* Begin Material to process *

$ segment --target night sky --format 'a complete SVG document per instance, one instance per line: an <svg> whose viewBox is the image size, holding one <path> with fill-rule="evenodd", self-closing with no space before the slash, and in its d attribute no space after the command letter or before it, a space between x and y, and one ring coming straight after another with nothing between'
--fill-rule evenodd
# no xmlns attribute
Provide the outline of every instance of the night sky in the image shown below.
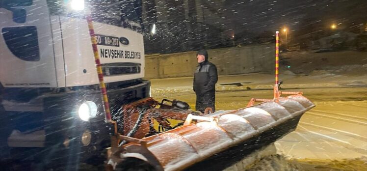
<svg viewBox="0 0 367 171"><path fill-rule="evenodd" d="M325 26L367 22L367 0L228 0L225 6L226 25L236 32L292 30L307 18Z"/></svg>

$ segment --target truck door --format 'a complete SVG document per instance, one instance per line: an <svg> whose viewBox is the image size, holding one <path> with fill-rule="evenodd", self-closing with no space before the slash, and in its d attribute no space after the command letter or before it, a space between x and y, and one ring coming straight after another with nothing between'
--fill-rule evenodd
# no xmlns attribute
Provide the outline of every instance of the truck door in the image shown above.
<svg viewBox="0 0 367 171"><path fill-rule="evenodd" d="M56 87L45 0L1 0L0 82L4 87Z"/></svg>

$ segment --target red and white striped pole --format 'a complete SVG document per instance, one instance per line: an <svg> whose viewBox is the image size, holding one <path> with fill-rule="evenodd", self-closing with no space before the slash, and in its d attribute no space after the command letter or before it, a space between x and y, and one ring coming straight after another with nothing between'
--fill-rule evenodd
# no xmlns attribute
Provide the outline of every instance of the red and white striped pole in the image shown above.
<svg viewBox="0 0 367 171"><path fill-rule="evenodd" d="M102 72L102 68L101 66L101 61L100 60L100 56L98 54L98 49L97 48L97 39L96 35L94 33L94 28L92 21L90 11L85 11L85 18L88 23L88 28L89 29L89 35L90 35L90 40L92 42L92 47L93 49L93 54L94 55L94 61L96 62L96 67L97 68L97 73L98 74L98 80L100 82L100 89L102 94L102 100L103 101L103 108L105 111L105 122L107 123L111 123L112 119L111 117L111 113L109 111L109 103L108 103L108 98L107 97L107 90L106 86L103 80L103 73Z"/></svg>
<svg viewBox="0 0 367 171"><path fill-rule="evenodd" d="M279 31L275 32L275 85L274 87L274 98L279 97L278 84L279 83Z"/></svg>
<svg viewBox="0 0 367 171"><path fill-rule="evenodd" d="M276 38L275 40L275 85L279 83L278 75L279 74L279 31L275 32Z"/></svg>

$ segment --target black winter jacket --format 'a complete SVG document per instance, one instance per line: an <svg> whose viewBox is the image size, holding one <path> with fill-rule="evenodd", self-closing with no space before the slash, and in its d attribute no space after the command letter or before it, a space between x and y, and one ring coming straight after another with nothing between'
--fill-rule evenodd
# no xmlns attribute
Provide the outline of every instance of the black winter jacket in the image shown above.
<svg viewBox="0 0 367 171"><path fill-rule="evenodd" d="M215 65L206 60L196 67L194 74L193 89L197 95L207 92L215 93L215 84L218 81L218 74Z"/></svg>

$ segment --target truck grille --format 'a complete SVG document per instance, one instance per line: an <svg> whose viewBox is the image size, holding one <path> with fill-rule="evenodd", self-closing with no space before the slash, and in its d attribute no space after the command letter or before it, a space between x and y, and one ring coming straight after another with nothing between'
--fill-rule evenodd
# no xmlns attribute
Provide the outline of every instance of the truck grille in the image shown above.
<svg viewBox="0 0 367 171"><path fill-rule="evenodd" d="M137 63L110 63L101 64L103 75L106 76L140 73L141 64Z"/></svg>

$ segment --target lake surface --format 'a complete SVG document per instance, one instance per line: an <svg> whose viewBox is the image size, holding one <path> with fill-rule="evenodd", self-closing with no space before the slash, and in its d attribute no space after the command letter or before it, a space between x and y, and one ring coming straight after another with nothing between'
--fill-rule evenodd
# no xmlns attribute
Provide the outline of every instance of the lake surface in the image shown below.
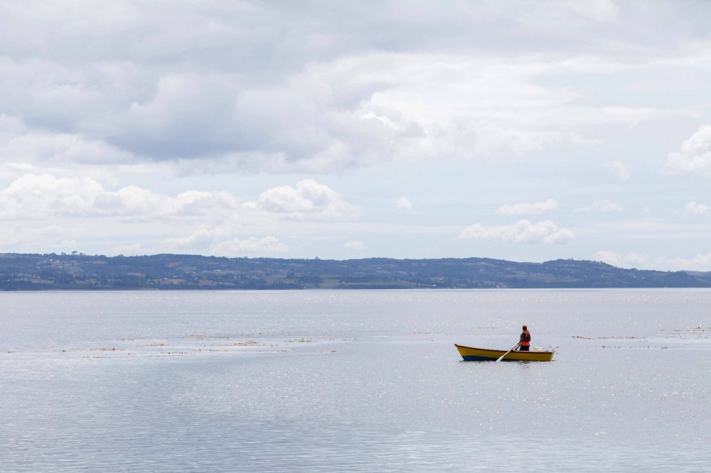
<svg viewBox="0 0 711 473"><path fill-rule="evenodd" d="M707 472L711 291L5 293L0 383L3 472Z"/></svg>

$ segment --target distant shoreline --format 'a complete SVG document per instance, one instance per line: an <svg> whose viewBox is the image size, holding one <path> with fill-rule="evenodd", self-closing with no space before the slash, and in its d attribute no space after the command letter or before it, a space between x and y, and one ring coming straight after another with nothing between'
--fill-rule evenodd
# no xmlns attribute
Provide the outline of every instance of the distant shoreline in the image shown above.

* End Material to process *

* [Exercise aim]: Print out, with no changes, the part of the items that opens with the line containing "segment --target red" and closes with the line containing "Provide the outline of every instance of the red", including both of those lines.

* [Final answer]:
$ segment --target red and white striped pole --format 'a complete SVG document per instance, one instance per line: an <svg> whose viewBox is the image size, holding one <path> with fill-rule="evenodd", self-closing with no space before the slash, and in its d attribute no space after the command letter or before it, a space between x and y, and one ring coming straight after another with nothing between'
--fill-rule evenodd
# no xmlns attribute
Provide the outline of every instance of the red and white striped pole in the image shown above.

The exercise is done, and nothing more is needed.